**GIVEN INSTRUCTION A:**
List every line in the entries below that contains the string "work".

**DOCUMENT PASSAGE:**
━━━━━━━━
An injection backflow technique for measuring fracture surface area adjacent to a wellbore is disclosed. According to one embodiment, a method comprises measuring an initial temperature profile along the length of a wellbore. A tracer composition is injected into the wellbore at an initial concentration. The tracer composition includes a reactive tracer and a secondary tracer that is less reactive than the reactive tracer. The tracer composition diffuses within subterranean reservoir for a time. A secondary tracer concentration and a reactive tracer concentration are measured as a function of time. A reservoir fracture surface area is calculated using a reservoir fluid flow model.

There has thus been outlined, rather broadly, the more important features so that the detailed description thereof that follows may be better understood, and so that the present contribution to the art may be better appreciated. Other features will become clearer from the following detailed description, taken with the accompanying drawings, or may be learned by the practice of the invention.

BRIEF DESCRIPTION OF THE DRAWINGS

The present embodiments will become more fully apparent from the following description and claims, taken in conjunction with the accompanying drawings. Understanding that these drawings merely depict exemplary embodiments and they are, therefore, not to be considered limiting of its scope. It will be readily appreciated that the components, as generally described and illustrated in the figures herein, could be arranged, sized, and designed in a wide variety of different configurations. Nonetheless, the present system will be described and explained with additional specificity and detail through the use of the accompanying drawings in which:

FIG. 1 is a simplified schematic of an EGS in accordance with one embodiment showing one injection well and two production wells.

FIG. 2A is a schematic of an incipient reservoir having a mineralized fracture network under tectonically stressed conditions, according to one embodiment.

FIG. 2B is a schematic of two wells drilled adjacent the incipient reservoir showing water injected into adjacent rock to open, extend and/or connect fractures, according to one embodiment.

FIG. 2C is a schematic of a stimulated EGS reservoir which can be used to extract heat from a natural heat source to produce electric power, according to one embodiment.

FIG. 3 is a graph of injection/backflow conservative tracer data in accordance with one embodiment.
━━━━━━━━
**EXTRACTED DATA:**
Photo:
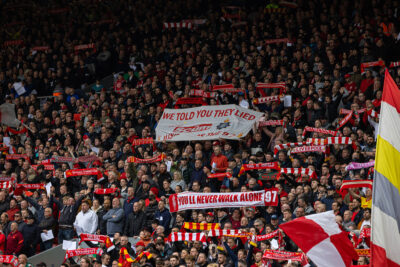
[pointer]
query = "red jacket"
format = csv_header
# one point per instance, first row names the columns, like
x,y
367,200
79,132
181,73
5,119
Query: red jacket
x,y
15,241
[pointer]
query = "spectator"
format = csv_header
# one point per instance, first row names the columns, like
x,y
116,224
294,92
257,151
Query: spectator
x,y
86,220
31,235
114,218
45,226
135,221
15,241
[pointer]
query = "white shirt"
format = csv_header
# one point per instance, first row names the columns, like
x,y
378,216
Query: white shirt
x,y
86,222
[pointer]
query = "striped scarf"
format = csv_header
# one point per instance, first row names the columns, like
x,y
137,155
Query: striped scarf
x,y
201,226
277,148
318,130
179,236
224,232
297,171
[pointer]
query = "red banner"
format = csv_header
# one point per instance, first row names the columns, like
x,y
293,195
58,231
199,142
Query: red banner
x,y
96,238
10,259
133,159
82,251
259,166
81,172
285,255
193,200
318,130
105,191
17,156
344,120
305,149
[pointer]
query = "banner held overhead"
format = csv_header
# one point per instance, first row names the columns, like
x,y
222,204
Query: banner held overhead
x,y
206,123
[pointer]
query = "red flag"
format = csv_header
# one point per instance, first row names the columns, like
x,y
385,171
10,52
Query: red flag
x,y
320,237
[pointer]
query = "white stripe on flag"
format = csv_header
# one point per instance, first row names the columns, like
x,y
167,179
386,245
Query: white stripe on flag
x,y
384,237
325,252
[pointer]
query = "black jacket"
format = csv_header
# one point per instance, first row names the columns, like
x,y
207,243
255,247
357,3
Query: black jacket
x,y
134,223
31,234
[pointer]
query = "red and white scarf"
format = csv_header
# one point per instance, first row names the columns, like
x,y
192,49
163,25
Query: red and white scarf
x,y
179,236
394,64
202,93
31,186
277,148
330,141
97,238
297,171
220,175
259,166
81,172
267,236
344,120
262,100
285,255
17,156
105,191
305,149
10,259
365,65
318,130
357,166
271,123
82,251
346,184
224,232
5,185
143,141
133,159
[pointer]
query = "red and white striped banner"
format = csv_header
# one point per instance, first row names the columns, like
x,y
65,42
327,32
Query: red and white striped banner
x,y
224,232
179,236
193,200
318,130
177,25
305,149
279,147
346,184
5,185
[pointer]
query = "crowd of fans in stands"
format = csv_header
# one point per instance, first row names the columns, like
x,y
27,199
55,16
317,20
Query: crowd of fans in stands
x,y
154,67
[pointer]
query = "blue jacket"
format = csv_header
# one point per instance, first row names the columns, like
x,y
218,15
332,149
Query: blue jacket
x,y
114,224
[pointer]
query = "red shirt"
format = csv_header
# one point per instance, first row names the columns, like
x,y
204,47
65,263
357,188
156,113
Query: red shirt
x,y
15,241
11,213
221,162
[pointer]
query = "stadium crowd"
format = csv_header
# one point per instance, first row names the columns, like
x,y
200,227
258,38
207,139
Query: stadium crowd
x,y
319,63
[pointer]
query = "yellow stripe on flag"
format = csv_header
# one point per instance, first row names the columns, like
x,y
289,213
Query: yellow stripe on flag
x,y
387,162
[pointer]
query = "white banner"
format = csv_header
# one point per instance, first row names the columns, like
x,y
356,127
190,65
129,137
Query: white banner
x,y
206,123
198,201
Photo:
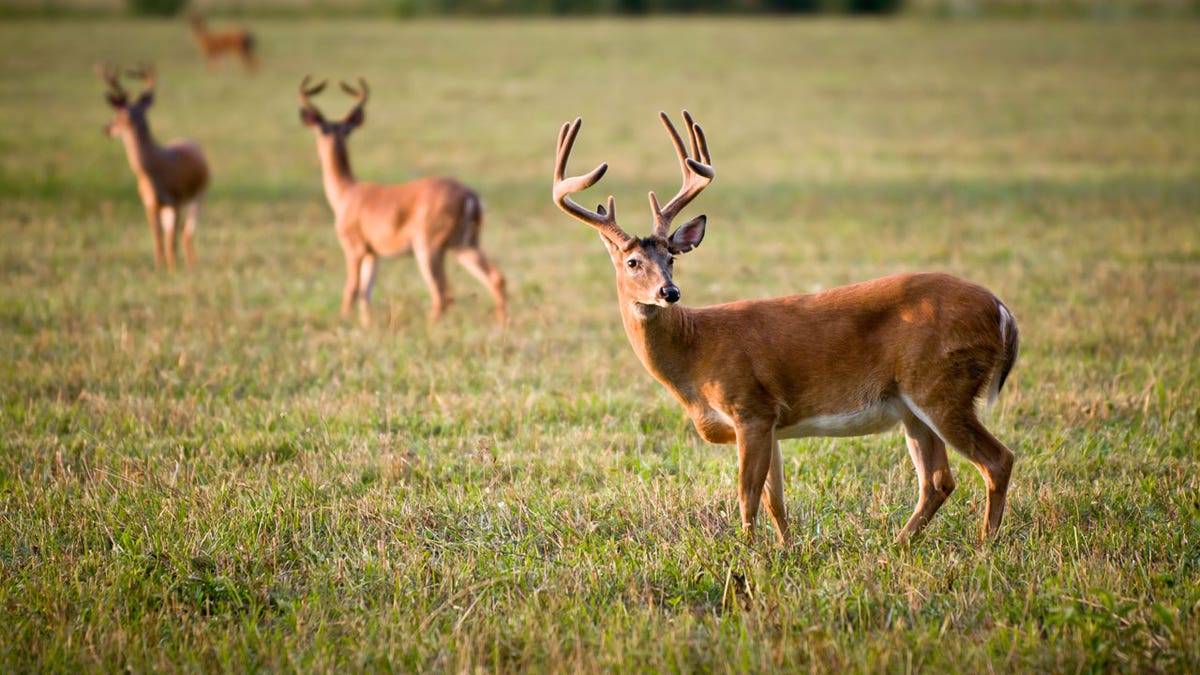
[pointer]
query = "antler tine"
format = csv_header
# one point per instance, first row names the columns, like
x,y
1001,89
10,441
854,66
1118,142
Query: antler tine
x,y
697,172
145,72
306,91
605,220
361,93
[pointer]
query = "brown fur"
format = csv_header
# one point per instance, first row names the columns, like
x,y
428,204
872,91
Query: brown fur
x,y
171,178
429,217
913,348
216,43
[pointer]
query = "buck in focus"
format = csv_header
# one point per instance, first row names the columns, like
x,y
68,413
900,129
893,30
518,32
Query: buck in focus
x,y
214,43
913,348
429,216
171,178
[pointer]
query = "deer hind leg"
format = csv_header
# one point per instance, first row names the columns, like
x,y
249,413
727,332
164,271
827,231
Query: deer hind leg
x,y
773,495
192,219
963,430
367,269
934,479
480,268
168,215
351,290
432,264
755,451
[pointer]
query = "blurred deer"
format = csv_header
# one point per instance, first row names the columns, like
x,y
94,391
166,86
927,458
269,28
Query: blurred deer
x,y
916,350
430,216
171,177
215,43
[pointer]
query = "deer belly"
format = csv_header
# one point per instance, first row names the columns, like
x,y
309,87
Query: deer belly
x,y
874,418
714,426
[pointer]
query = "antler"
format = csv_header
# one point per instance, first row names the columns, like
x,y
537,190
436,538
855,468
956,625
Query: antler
x,y
111,73
697,173
145,73
600,219
361,94
306,91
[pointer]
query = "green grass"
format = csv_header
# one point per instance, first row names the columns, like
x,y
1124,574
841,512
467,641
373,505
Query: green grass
x,y
210,472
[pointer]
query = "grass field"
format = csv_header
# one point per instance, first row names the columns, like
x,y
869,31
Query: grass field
x,y
210,471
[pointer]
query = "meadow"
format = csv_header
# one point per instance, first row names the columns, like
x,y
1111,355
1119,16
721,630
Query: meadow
x,y
210,471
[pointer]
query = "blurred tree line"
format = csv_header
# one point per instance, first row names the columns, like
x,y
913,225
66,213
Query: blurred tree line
x,y
567,7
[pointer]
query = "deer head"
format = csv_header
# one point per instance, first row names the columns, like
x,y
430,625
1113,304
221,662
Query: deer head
x,y
129,117
643,266
313,119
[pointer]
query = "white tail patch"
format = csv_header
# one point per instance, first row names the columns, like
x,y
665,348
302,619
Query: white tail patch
x,y
472,213
1007,322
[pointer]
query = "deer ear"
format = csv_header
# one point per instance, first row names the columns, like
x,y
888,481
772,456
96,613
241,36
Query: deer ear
x,y
310,118
688,236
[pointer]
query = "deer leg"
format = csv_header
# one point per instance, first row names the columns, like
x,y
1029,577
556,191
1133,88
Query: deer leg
x,y
964,431
934,479
352,281
755,451
192,219
156,230
168,215
432,264
480,268
366,284
773,495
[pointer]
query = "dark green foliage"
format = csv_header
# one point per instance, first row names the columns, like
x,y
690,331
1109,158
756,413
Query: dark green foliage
x,y
155,7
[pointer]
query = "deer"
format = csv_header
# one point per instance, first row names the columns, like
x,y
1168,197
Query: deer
x,y
171,178
215,43
429,216
919,350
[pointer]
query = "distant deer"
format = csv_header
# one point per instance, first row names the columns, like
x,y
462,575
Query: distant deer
x,y
429,216
171,177
911,348
215,43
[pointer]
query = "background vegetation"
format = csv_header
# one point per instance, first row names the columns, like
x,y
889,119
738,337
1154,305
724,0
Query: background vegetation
x,y
1103,10
209,471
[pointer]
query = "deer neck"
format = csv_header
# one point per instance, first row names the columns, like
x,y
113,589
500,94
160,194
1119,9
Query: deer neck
x,y
663,339
335,169
142,149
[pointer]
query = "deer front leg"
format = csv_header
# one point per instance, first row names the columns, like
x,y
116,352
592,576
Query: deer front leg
x,y
366,282
156,230
168,215
756,442
773,494
432,264
193,216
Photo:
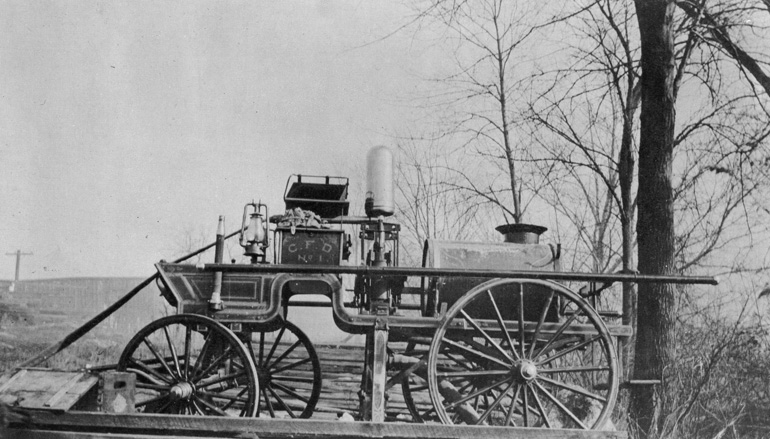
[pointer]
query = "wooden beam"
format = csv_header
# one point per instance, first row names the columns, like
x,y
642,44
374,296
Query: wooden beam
x,y
87,425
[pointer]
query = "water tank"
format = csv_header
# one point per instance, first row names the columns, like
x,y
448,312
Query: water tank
x,y
379,182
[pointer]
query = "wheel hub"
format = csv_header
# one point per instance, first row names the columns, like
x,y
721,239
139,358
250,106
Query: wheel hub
x,y
183,390
524,371
263,375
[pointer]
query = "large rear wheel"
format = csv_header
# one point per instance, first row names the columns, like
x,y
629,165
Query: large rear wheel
x,y
528,353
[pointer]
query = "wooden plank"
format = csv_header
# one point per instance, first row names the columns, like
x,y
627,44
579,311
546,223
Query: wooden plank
x,y
47,388
147,426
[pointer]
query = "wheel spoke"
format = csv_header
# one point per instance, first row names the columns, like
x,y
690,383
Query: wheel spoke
x,y
218,380
574,369
261,348
198,408
291,379
472,395
157,355
574,389
268,403
477,373
283,404
497,401
561,406
172,349
540,322
275,344
214,364
202,354
210,406
148,386
558,333
293,365
540,408
570,349
501,322
514,399
474,352
139,364
284,354
231,398
485,335
187,350
525,406
151,400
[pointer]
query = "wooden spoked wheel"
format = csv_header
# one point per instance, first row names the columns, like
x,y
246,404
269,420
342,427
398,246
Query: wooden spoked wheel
x,y
526,353
289,372
191,365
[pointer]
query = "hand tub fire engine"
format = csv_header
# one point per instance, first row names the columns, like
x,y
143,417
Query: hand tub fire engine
x,y
484,333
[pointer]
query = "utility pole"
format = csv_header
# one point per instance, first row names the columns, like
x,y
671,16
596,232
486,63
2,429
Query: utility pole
x,y
18,255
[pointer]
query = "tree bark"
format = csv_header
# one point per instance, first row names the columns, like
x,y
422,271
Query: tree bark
x,y
655,348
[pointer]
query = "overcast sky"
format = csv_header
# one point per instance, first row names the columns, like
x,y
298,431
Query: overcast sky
x,y
125,123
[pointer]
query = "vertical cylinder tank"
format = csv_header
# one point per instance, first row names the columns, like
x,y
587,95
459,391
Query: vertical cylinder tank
x,y
379,182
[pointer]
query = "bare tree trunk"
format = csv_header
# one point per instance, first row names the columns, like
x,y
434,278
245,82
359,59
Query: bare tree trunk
x,y
655,346
626,177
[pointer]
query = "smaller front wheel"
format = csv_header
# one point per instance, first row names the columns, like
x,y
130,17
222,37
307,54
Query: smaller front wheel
x,y
289,371
188,364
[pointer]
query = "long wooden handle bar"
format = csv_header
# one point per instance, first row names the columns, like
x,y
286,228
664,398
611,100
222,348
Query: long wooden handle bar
x,y
439,272
89,325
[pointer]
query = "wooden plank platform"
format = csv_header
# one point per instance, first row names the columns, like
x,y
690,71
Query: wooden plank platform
x,y
83,425
51,389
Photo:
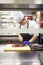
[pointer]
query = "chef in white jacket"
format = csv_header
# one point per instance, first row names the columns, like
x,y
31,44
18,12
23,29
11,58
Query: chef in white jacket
x,y
21,20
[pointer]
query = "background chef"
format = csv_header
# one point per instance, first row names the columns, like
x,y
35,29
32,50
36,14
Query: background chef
x,y
21,20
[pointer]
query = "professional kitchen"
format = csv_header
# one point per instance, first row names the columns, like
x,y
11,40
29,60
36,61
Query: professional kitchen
x,y
21,34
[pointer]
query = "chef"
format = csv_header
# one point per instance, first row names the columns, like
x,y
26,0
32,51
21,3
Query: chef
x,y
21,20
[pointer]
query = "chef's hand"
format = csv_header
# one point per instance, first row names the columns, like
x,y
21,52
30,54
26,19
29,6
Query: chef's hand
x,y
26,42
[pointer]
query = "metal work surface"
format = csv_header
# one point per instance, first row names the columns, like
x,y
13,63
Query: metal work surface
x,y
15,58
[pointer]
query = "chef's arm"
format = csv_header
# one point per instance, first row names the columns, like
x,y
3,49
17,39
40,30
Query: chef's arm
x,y
33,38
20,38
22,22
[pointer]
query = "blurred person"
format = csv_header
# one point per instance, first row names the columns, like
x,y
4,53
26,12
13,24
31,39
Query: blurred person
x,y
21,20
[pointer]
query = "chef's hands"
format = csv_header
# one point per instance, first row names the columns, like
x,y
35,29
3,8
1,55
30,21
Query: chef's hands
x,y
26,42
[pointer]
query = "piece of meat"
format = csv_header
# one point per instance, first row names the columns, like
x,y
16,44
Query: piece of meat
x,y
15,45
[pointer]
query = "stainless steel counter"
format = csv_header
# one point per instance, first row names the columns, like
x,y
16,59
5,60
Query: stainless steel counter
x,y
16,58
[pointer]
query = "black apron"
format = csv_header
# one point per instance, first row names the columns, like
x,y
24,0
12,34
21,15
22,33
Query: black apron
x,y
26,36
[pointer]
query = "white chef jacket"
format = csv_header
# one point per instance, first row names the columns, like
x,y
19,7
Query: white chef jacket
x,y
32,24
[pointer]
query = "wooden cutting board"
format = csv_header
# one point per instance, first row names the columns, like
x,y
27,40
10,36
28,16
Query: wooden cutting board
x,y
9,48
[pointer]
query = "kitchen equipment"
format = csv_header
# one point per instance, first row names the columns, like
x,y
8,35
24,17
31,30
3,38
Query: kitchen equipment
x,y
40,38
8,47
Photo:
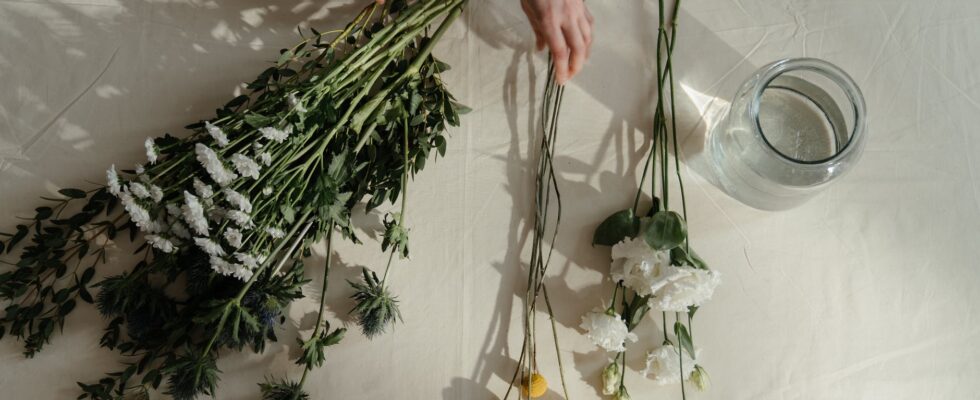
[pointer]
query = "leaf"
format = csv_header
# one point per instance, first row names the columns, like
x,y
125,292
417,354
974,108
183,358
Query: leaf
x,y
21,233
72,193
43,213
621,225
665,230
284,57
684,338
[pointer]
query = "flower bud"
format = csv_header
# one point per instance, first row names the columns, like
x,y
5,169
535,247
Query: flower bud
x,y
611,376
699,377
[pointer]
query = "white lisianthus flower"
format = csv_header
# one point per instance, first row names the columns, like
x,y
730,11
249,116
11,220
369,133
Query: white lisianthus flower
x,y
193,214
637,265
151,150
276,233
663,365
649,273
245,166
209,246
240,218
684,287
216,133
112,178
233,237
160,243
265,158
275,134
213,165
295,104
607,330
156,194
202,189
238,200
138,190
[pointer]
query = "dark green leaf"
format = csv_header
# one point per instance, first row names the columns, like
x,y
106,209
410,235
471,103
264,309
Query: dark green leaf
x,y
73,193
621,225
664,231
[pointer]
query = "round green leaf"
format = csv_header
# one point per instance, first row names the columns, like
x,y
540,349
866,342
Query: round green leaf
x,y
621,225
664,230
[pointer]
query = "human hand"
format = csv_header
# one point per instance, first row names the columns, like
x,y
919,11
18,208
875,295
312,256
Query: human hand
x,y
566,27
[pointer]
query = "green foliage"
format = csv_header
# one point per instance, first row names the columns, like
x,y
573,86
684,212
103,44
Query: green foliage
x,y
375,308
313,349
283,390
616,227
665,230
━━━━━━━━
**GIVEN INSTRUCTION B:**
Continue the patent passage on measuring fracture surface area from its last line.

**WRITTEN REPLY A:**
query = "metal work surface"
Query: metal work surface

**WRITTEN REPLY B:**
FIG. 4 is a graph of injection/backflow tracer composition data showing theoretical conservative and reactive tracer data in accordance with one embodiment.

FIG. 5 shows the results of a numerical model of an injection backflow experiment, according to one embodiment. The plotted lines are the concentrations of the thermally reactive tracer divided by the concentrations of the thermally stable (conservative) tracer for a reservoir with varying fracture density. The numerical experiment indicates that as fracture density increases (i.e. fracture spacing decreases), normalized tracer decay increases.

It should be noted that the figures are not necessarily drawn to scale and that elements of similar structures or functions are generally represented by like reference numerals for illustrative purposes throughout the figures. It also should be noted that the figures are only intended to facilitate the description of the various embodiments described herein. The figures do not describe every aspect of the teachings described herein.

DETAILED DESCRIPTION OF EXEMPLARY EMBODIMENTS

In the creation of an Engineered Geothermal System (EGS), it is desirable to maximize the fracture density. This is because, as with any heat exchanger, heat transfer efficiency increases with fracture surface area. Well injectivity, however, can be increased either by increasing the apertures of one (or a few) fracture(s) or by increasing the number of fractures over a given interval (fracture density). The present system differentiates between mere increases in injectivity and increases in fracture surface area adjacent to a stimulated EGS wellbore.

A method of measuring a surface area of a subterranean reservoir adjacent a geothermal well can include measuring ah initial temperature profile along the length of a wellbore and using it to estimate the initial formation temperature adjacent the wellbore. A mixture of tracers can be injected into the well. The tracer mixture can include a conservative tracer and a reactive tracer. The well can be shut in to allow the tracer mixture to diffuse within subterranean reservoir for an extended time. As the well is then flowed to the surface, a conservative tracer concentration and a reactive tracer concentration can be measured as a function of time subsequent to the extended time. Based upon knowledge of the decay kinetics of the thermally reactive tracer, a reservoir fracture surface area can be calculated using a reservoir fluid flow model.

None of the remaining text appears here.